* **TASKS TO PERFORM**:
1 – According to the RISC-V discussion thread, how is uint32_t represented in-register on 64-bit RISC-V?
2 – Reproduce a passage of the RISC-V discussion thread word for word, starting at "fuhsnn 10/23/2024|" and ending at "address this trick[2].".
____ TEXT PROVIDED
RISC-V is currently slow compared to modern CPUs(benhouston3d.com)
110 points | 120 commentspage 3
newpavlov 10/23/2024|
I was very enthusiastic about RISC-V once upon a time, but after I encountered a number of its "quirks" (e.g. see https://www.reddit.com/r/RISCV/comments/1frrai9) my enthusiasm has significantly cooled down. And dealing with RISC-V fanboys and lukewarm reaction from ISA maintainers regarding raised issues certainly has not helped. It looks like everyone is fine with the pile of hacks like runtime measurement of misaligned op performance implemented in Linux. Seriously? And I only scratched the surface, who knows what else lurks in the deeper reaches of the ISA spec...

So even after modern CPU features like OoO execution are implemented in hardware, I absolutely will not be surprised that RISC-V hardware will be slow on certain workloads without extensive software tuning. And let's be honest, most software developers will not bother to implement RISC-V-specific paths.

I still wish for RISC-V to be successful and to displace the market dominance of x86 and ARM, but I think in the end it will be Linux of the hardware world. A great advancement, created just in the right time, which eventually becomes a roadblock for further development of alternatives saddled with a lot of tech debt.

fuhsnn 10/23/2024|
I'm porting a small C compiler to 64-bit RISC-V and just learned a quirk that uint32_t is represented in-register as sign extended to 64-bit. Without Zba extension the compiler has to insert a bit-clearing sequence every time the value is used for operations that cannot be agnostic in two's complement. The quirk has enough impact on benchmark scores, SiFive typedef'ed an u32 type to i32 in their Coremark repo[1]. The Coremark team later updated their rule to address this trick[2].
________
____ GIVEN ENTRIES
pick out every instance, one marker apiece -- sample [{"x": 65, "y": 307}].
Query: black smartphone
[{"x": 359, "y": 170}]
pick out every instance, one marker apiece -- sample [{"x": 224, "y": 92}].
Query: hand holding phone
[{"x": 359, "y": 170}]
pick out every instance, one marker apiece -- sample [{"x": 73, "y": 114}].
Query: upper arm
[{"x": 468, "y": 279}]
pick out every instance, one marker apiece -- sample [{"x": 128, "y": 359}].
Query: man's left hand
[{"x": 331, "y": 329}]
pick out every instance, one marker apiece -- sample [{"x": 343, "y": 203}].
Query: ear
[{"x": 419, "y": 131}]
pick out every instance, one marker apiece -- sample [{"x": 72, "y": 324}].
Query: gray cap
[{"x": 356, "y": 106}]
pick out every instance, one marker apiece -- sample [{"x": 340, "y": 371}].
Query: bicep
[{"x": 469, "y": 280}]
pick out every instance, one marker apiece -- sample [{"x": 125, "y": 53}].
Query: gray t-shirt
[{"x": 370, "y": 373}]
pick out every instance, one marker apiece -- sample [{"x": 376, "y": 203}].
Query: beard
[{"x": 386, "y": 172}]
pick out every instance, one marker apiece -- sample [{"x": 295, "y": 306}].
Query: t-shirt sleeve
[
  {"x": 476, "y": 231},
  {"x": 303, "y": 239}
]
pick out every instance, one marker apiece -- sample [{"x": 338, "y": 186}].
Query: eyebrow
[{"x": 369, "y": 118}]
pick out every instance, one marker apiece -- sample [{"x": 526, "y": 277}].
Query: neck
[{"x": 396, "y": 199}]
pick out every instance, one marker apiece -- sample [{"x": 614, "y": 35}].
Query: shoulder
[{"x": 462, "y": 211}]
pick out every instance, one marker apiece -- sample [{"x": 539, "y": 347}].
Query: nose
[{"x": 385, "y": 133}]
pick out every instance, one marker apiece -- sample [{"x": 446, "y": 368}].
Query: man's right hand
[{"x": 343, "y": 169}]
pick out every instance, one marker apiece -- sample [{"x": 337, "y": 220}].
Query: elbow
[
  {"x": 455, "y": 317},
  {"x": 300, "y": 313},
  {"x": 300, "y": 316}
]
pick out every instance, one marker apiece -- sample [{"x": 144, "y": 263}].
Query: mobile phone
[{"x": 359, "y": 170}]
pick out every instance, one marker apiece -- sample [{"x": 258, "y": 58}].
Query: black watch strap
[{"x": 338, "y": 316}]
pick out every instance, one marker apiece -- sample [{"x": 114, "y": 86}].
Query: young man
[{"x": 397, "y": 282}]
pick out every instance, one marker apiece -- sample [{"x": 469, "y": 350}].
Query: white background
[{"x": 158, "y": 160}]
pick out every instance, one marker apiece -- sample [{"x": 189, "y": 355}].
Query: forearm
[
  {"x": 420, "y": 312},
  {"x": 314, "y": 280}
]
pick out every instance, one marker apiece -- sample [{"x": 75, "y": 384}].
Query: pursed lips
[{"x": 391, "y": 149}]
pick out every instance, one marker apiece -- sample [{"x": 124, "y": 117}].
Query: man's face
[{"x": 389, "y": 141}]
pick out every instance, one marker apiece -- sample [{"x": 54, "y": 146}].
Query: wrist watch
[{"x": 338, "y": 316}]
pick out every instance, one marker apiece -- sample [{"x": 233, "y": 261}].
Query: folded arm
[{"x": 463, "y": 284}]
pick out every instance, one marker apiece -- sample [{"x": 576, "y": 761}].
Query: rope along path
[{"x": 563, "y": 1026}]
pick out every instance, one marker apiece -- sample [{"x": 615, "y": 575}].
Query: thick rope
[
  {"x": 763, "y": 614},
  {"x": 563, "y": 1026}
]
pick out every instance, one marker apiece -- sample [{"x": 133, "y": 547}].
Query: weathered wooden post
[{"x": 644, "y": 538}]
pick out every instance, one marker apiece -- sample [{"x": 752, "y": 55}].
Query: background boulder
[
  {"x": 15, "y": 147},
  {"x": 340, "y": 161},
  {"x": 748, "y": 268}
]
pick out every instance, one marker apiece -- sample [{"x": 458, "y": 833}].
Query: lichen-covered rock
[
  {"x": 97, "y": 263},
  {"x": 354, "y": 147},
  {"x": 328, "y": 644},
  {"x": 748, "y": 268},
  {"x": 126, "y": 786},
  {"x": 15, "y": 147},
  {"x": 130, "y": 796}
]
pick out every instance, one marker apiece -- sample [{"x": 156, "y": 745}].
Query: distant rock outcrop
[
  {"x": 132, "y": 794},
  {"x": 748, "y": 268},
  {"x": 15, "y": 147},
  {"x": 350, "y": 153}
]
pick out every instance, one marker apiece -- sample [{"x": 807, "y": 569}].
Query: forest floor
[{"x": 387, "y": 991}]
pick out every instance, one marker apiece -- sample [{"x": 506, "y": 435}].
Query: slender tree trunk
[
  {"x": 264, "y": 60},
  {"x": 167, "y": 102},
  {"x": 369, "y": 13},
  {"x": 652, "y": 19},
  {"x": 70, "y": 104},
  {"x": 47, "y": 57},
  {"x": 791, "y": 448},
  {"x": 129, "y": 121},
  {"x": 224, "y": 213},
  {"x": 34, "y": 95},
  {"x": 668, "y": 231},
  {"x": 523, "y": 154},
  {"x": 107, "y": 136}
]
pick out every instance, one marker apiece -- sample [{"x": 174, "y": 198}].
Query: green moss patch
________
* **ANSWERS GIVEN**:
1 – It is sign extended to 64-bit.

2 –
fuhsnn 10/23/2024|
I'm porting a small C compiler to 64-bit RISC-V and just learned a quirk that uint32_t is represented in-register as sign extended to 64-bit. Without Zba extension the compiler has to insert a bit-clearing sequence every time the value is used for operations that cannot be agnostic in two's complement. The quirk has enough impact on benchmark scores, SiFive typedef'ed an u32 type to i32 in their Coremark repo[1]. The Coremark team later updated their rule to address this trick[2].